Rewrite every row below with "keypoint" replaced by "marker" and nothing else changed.

Data supplied –
########################################

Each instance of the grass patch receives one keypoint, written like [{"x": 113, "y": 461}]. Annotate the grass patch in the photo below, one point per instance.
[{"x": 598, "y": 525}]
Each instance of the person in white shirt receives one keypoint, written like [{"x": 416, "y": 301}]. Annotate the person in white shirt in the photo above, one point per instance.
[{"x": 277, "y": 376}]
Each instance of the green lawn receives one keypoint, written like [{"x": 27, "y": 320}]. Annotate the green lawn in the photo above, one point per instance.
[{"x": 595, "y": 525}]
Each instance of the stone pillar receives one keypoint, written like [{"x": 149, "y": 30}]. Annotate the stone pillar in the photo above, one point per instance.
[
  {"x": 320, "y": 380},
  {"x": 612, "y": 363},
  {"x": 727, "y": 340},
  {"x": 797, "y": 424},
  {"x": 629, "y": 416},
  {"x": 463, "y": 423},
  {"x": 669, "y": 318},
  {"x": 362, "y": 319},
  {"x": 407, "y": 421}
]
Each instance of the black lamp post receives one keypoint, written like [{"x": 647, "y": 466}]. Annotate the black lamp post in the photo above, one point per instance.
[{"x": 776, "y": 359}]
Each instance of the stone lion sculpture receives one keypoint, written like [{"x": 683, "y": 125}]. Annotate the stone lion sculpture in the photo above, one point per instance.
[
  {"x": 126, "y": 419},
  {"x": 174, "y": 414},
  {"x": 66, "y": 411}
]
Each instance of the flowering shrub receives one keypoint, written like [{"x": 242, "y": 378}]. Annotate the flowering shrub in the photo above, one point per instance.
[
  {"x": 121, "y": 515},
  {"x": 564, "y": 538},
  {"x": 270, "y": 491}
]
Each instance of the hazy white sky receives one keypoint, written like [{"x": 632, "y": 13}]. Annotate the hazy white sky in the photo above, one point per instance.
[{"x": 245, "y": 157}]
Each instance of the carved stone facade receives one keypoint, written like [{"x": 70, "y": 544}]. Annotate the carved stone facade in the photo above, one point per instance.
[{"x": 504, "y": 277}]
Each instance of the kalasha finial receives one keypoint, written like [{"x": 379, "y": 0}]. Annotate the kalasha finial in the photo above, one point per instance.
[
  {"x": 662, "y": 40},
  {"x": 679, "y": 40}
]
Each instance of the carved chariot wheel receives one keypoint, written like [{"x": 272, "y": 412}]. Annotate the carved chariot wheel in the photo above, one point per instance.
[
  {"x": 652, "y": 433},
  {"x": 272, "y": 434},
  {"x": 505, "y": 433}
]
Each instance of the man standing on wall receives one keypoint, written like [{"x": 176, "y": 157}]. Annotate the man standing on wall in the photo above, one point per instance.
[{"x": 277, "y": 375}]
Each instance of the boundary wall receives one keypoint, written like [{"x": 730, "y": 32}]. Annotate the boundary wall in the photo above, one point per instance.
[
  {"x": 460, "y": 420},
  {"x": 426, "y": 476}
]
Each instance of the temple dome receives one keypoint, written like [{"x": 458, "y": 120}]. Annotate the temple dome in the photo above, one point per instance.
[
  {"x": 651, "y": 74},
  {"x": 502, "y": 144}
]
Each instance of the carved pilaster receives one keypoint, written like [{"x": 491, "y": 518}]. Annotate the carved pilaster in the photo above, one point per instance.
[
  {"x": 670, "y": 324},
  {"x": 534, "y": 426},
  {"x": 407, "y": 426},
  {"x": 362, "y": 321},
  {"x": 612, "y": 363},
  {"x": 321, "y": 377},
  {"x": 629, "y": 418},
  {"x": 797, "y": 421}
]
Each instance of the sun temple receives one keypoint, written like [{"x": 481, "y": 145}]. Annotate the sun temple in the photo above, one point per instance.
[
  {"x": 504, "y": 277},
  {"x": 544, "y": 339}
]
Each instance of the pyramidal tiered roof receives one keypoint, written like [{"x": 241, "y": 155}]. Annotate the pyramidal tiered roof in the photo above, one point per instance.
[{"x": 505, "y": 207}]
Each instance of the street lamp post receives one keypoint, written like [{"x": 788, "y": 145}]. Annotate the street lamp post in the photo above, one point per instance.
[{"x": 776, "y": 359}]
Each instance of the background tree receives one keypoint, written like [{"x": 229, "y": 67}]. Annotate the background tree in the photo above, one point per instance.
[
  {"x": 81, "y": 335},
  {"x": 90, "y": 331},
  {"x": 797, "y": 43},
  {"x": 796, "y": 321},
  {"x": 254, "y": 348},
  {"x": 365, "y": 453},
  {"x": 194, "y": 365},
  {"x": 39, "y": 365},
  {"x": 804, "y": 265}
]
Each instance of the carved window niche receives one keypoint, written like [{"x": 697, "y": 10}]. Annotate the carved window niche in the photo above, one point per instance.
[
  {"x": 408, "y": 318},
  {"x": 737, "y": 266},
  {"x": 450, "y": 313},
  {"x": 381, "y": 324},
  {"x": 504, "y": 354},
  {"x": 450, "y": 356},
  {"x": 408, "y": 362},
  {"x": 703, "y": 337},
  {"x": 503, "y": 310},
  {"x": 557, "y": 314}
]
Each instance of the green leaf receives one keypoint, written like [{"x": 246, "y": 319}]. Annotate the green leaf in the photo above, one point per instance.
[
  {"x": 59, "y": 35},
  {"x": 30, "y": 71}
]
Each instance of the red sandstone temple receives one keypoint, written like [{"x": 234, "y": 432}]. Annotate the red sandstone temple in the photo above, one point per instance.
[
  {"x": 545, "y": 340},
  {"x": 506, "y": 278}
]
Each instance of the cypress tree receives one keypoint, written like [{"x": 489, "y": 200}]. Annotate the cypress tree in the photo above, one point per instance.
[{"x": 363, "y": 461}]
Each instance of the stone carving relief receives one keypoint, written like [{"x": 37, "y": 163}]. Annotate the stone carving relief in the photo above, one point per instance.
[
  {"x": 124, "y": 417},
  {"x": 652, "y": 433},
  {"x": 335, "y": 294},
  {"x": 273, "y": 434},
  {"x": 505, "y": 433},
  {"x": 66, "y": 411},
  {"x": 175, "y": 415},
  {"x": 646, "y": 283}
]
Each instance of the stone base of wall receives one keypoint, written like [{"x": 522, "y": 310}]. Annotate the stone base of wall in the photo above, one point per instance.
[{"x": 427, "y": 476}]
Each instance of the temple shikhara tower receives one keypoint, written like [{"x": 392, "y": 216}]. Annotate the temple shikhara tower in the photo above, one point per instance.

########################################

Finished exercise –
Each instance of the grass patch receives one marker, written like [{"x": 113, "y": 461}]. Annotate the grass patch in the photo below, one point per instance.
[{"x": 598, "y": 525}]
Each instance of the person in white shirt receives one marker, written like [{"x": 416, "y": 301}]. Annotate the person in white shirt in the photo above, one point per instance.
[{"x": 277, "y": 376}]
Each instance of the green lawn receives one marker, written like [{"x": 27, "y": 320}]. Annotate the green lawn in the photo above, one point per instance.
[{"x": 595, "y": 525}]
Each instance of the stone pillar receives one marker, written like [{"x": 149, "y": 30}]. Annotate the stone pillar in the photo above, one point per instance.
[
  {"x": 320, "y": 380},
  {"x": 612, "y": 363},
  {"x": 727, "y": 340},
  {"x": 797, "y": 424},
  {"x": 629, "y": 416},
  {"x": 463, "y": 423},
  {"x": 669, "y": 318},
  {"x": 362, "y": 319},
  {"x": 407, "y": 421}
]
Each instance of the black lamp post receives one marker, written like [{"x": 647, "y": 466}]. Annotate the black lamp post in the photo above, one point per instance.
[{"x": 776, "y": 359}]
Each instance of the stone lion sculpture receives one marker, written like [{"x": 683, "y": 125}]. Annotate the stone lion sculpture in the photo above, one point per instance.
[
  {"x": 126, "y": 419},
  {"x": 174, "y": 414},
  {"x": 66, "y": 411}
]
Each instance of the flowering shrub receives one marker, written like [{"x": 242, "y": 378}]. Annotate the flowering shrub in the photo above, one point per instance.
[
  {"x": 121, "y": 515},
  {"x": 564, "y": 538},
  {"x": 270, "y": 491}
]
Each instance of the hazy white sky receives one marker, written like [{"x": 632, "y": 13}]. Annotate the hazy white sky in the photo above, one point per instance.
[{"x": 245, "y": 157}]
Each instance of the carved stone facade receives one marker, written like [{"x": 70, "y": 544}]. Annotate the carved stone facade in the photo above, one point per instance.
[{"x": 504, "y": 277}]
Each instance of the kalasha finial receives one marker, written like [{"x": 379, "y": 0}]. Annotate the kalasha finial in the photo above, one point per instance.
[
  {"x": 662, "y": 40},
  {"x": 679, "y": 40}
]
Each instance of the carved chariot wheel receives one marker, written like [{"x": 272, "y": 412}]. Annotate the carved chariot wheel in the photo above, one point per instance.
[
  {"x": 652, "y": 433},
  {"x": 272, "y": 434},
  {"x": 505, "y": 433}
]
Each instance of the man standing on wall receives one marker, written like [{"x": 176, "y": 157}]. Annotate the man standing on wall in the photo above, one point per instance.
[{"x": 277, "y": 375}]
Each instance of the boundary wall receives one marker, written like [{"x": 730, "y": 32}]. Annotate the boundary wall in the photo above, one point per instance.
[
  {"x": 460, "y": 420},
  {"x": 426, "y": 476}
]
Each instance of the temple dome receives one marker, written like [{"x": 458, "y": 120}]. Annotate the temple dome in the photo above, one point per instance.
[
  {"x": 651, "y": 74},
  {"x": 502, "y": 144}
]
Each instance of the carved pilaster receives one marker, written like [{"x": 491, "y": 518}]. Annotate the carved pilaster in the photo above, one point per instance.
[
  {"x": 670, "y": 324},
  {"x": 534, "y": 426},
  {"x": 407, "y": 426},
  {"x": 362, "y": 321},
  {"x": 612, "y": 363},
  {"x": 321, "y": 377},
  {"x": 629, "y": 418},
  {"x": 797, "y": 421}
]
Each instance of the sun temple receives one marker, written like [{"x": 481, "y": 145}]. Annotate the sun temple in the photo above, one point per instance.
[
  {"x": 504, "y": 277},
  {"x": 544, "y": 339}
]
Each instance of the pyramidal tiered roof receives one marker, written like [{"x": 241, "y": 155}]. Annotate the pyramidal tiered roof in the photo above, one point per instance.
[{"x": 505, "y": 207}]
Each instance of the street lamp post receives one marker, written like [{"x": 788, "y": 145}]. Annotate the street lamp post in the photo above, one point per instance.
[{"x": 776, "y": 359}]
Each instance of the background tree receives one marker, written like [{"x": 229, "y": 67}]. Annotate the background tree in the photo above, one point per instance.
[
  {"x": 81, "y": 335},
  {"x": 90, "y": 331},
  {"x": 797, "y": 43},
  {"x": 796, "y": 321},
  {"x": 254, "y": 348},
  {"x": 365, "y": 453},
  {"x": 194, "y": 365},
  {"x": 39, "y": 365},
  {"x": 804, "y": 265}
]
Each instance of the carved window niche receives one marker, written like [{"x": 697, "y": 10}]. Annotate the carved window niche in the photo above, one point per instance.
[
  {"x": 408, "y": 318},
  {"x": 737, "y": 266},
  {"x": 450, "y": 313},
  {"x": 381, "y": 324},
  {"x": 504, "y": 354},
  {"x": 450, "y": 356},
  {"x": 408, "y": 362},
  {"x": 703, "y": 337},
  {"x": 503, "y": 310},
  {"x": 557, "y": 314}
]
Each instance of the green leaf receives one marker, written like [{"x": 246, "y": 319}]. Annotate the green leaf in the photo above, one point per instance.
[
  {"x": 59, "y": 35},
  {"x": 30, "y": 71}
]
Each instance of the red sandstone temple receives one marker, written like [{"x": 234, "y": 432}]. Annotate the red sandstone temple in the photo above, one point per instance.
[
  {"x": 545, "y": 340},
  {"x": 506, "y": 278}
]
Each instance of the cypress tree receives one marker, written like [{"x": 489, "y": 200}]. Annotate the cypress tree in the photo above, one point per instance.
[{"x": 363, "y": 461}]
Each instance of the stone carving relief receives one marker, written like [{"x": 37, "y": 163}]. Annotate the stone carving relief in the photo above, one point per instance.
[
  {"x": 124, "y": 417},
  {"x": 652, "y": 433},
  {"x": 335, "y": 294},
  {"x": 273, "y": 434},
  {"x": 505, "y": 433},
  {"x": 66, "y": 411},
  {"x": 175, "y": 415},
  {"x": 646, "y": 283}
]
Each instance of the stone base of wall receives one marker, written like [{"x": 522, "y": 310}]. Annotate the stone base of wall in the photo above, one point per instance.
[{"x": 427, "y": 476}]
Each instance of the temple shikhara tower receives one marker, written like [{"x": 392, "y": 216}]. Annotate the temple shikhara tower in the photo above, one point per instance.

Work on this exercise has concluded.